## Text for analysis
-- -- --

# What is your opinion of ME?



## teemyob (Nov 22, 2005)

Myalgic Encephalomyelitis

M.E. / CFS

I await your humble and honest opinions.......


----------



## carolgavin (May 9, 2005)

In what respect do you wish to know? Are you doubting the disease exists? 
I have personal experience of it but have no wish to enter into an 'its all in the mind scenario' suffice to say it is real and debilitating.


----------



## Pusser (May 9, 2005)

My matey boy from the Navy has it quite bad. He could not for e.g. drive from Portsmouth to me in Aylesbury which is around 1.5 hours stint.

If you were to look as his website under medical, you may get some info..

http://freespace.virgin.net/david.axford/index.htm

and further more if you send him an email via the website he would be more than happy to talk with you about it.


----------



## carolgavin (May 9, 2005)

Sorry have just read my first post back and its a bit sharp!

My son was diagnosed with ME when he was 13. He had gladular fever followed by mycoplasma pneumonia and a streptococcal infection. Four months after this he was still not recovered with muscle aches, fatigue, headaches, nausea and depression. He was investigated initially for a brain tumour, but it became clear that he had all the symptoms of ME. We ran the gamut of doctors who either supported the diagnosis or did not believe the disease exists. My son was piggy in the middle between one lot helping and the other lot saying 'its all in your head'...etc etc 
Craig missed 6 months of school that year, then had a relapse the following year aged 14 again another 6 months missed.
Unless you see and experience the extreme pain and exhaustion people affected by it have it is hard not to dismiss it as 'yuppy flu' as it once was called.
Craig continues to be affected..................................


----------



## Pusser (May 9, 2005)

My daughter has fibromyalgia. Another disease that is rarely acknowledged including by me until I delved into it.


----------



## Pudsey_Bear (Sep 25, 2008)

I really don't understand how people cope when their loved ones are diagnosed with some of these problem, They say they just get on with it, yeah Right, your world falls apart and you just get on with it.

In my book those people are heroes. I know I would not be able to cope. You have my deepest respect.

Kev.


----------



## DABurleigh (May 9, 2005)

Some years ago I thought for 5 months I had it. I had had an ear infection, and all I can say is I was left with "a funny feeling" in my head. It was with me all the time, and even as I woke, before I moved a muscle, eyelid even, I knew it was still there. I was utterly exhausted all the time. I shaved by supporting the arm holding my shaver with my other hand propping up the elbow. Apart from this, outwardly I was fine. My main fear was that people would think I was just a lazy bugger.

After utter constancy for 5 months, nothing getting better, nothing getting worse, I woke up one morning and, again, before I moved a muscle or eyelid, the feeling in my head had gone, of that I was crystal clear in that very instant. That day and since, I felt perfectly normal, other than I had a huge grin on my face with the relief. Weird.

Dave


----------



## Pusser (May 9, 2005)

My trouble is that if I appear lazy no one would notice any difference. I could have it now and not realise it.


----------



## carolgavin (May 9, 2005)

Thats the thing though isn't it, people assume you are making it all up as you look perfectly well :roll: :roll: :roll: 
Craig suffered at the hands of the medical profession due to their ignorance or professional bias. Doesn't make it any easier for the person being told they are a lazy git or are making it all up.

-- -- --

## Records provided
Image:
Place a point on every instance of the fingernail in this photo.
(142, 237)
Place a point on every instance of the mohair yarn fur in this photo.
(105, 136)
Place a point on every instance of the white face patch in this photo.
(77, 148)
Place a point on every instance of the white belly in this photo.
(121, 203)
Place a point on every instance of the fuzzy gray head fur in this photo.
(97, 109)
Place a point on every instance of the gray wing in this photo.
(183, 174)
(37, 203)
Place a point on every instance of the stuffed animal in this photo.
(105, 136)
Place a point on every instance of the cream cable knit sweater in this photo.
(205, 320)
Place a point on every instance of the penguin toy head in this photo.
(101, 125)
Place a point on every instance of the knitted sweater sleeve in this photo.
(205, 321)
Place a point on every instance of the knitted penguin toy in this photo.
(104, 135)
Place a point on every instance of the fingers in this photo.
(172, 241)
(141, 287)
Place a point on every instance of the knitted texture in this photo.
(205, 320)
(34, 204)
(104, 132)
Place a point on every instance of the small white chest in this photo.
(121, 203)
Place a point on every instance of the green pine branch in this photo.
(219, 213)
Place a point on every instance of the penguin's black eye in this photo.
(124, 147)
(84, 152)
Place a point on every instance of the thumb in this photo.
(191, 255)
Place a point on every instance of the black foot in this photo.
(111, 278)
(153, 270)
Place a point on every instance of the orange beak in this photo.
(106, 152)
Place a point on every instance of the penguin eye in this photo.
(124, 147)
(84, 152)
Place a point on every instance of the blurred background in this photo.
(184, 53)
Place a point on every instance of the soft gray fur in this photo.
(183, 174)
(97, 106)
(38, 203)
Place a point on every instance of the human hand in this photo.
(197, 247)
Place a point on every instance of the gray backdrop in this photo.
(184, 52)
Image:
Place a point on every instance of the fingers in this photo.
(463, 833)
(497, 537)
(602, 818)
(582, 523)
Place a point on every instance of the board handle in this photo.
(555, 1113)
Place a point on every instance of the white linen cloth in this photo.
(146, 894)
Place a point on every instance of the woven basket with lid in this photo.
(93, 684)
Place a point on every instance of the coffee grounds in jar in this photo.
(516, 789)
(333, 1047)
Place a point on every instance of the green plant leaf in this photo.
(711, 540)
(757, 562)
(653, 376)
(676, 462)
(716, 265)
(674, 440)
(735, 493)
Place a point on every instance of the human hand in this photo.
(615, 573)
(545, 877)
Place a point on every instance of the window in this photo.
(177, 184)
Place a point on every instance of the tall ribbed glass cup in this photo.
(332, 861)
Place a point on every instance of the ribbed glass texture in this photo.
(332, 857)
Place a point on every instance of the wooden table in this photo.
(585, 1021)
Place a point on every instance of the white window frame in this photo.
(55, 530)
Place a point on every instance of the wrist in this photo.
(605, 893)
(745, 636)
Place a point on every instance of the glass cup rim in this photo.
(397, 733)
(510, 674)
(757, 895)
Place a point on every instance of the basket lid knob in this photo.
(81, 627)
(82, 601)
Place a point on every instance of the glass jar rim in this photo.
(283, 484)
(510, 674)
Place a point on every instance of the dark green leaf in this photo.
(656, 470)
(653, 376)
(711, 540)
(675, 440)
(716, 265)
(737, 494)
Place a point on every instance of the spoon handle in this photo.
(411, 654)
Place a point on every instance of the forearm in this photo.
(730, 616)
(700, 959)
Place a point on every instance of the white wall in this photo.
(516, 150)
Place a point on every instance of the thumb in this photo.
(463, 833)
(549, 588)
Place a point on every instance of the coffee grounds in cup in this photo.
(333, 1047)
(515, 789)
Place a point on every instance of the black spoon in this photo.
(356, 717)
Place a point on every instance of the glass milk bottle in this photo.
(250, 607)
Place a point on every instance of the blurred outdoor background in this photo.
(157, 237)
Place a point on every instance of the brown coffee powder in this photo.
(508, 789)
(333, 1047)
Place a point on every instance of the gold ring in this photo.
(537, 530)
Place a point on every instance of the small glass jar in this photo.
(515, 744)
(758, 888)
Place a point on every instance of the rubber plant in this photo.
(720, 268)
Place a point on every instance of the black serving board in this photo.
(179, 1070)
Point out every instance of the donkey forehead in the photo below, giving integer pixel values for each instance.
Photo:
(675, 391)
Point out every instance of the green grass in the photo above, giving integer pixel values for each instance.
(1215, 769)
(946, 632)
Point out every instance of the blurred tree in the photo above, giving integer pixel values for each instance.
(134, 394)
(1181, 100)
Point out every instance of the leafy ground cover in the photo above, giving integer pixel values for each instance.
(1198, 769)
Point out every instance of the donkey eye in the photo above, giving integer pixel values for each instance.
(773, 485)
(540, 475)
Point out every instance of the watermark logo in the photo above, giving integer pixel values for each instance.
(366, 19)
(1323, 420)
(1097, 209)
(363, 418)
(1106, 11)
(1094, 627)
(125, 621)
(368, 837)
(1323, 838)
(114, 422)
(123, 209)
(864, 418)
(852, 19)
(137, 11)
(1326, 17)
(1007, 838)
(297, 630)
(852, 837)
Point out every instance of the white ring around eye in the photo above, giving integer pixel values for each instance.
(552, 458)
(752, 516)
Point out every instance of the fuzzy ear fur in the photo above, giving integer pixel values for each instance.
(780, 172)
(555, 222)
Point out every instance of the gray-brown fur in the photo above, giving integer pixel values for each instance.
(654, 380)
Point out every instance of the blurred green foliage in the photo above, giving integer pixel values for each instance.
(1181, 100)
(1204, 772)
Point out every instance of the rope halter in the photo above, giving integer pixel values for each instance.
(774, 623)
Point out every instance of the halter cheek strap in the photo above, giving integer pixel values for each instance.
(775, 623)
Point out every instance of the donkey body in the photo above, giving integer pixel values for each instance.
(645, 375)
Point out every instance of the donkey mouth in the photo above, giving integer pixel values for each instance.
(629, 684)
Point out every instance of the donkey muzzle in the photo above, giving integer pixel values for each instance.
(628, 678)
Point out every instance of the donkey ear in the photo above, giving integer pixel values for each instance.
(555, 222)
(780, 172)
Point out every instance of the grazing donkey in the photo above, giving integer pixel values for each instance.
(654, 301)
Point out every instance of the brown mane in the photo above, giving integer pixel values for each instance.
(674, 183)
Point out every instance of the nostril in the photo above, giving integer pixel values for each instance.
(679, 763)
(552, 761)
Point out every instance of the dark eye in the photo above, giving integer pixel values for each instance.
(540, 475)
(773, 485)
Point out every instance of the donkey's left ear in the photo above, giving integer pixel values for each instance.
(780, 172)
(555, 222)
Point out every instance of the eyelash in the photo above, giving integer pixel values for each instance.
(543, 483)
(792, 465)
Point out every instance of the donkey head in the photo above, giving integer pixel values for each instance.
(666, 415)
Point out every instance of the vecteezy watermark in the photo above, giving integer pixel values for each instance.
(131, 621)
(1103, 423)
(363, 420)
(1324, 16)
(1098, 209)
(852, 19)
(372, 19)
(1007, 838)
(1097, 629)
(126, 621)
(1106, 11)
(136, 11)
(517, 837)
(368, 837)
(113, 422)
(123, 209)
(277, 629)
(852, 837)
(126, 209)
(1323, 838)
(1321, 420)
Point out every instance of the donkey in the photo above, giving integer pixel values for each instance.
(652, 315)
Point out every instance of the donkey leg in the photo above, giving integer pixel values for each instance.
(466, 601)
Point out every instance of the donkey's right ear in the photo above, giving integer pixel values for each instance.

-- -- --

## Work instruction
Return the passage of the ME forum thread from "Some years ago" to "the relief. Weird.", copied word for word. The material has nothing to do with the forum thread on ME.

## Answer area
Some years ago I thought for 5 months I had it. I had had an ear infection, and all I can say is I was left with "a funny feeling" in my head. It was with me all the time, and even as I woke, before I moved a muscle, eyelid even, I knew it was still there. I was utterly exhausted all the time. I shaved by supporting the arm holding my shaver with my other hand propping up the elbow. Apart from this, outwardly I was fine. My main fear was that people would think I was just a lazy bugger.

After utter constancy for 5 months, nothing getting better, nothing getting worse, I woke up one morning and, again, before I moved a muscle or eyelid, the feeling in my head had gone, of that I was crystal clear in that very instant. That day and since, I felt perfectly normal, other than I had a huge grin on my face with the relief. Weird.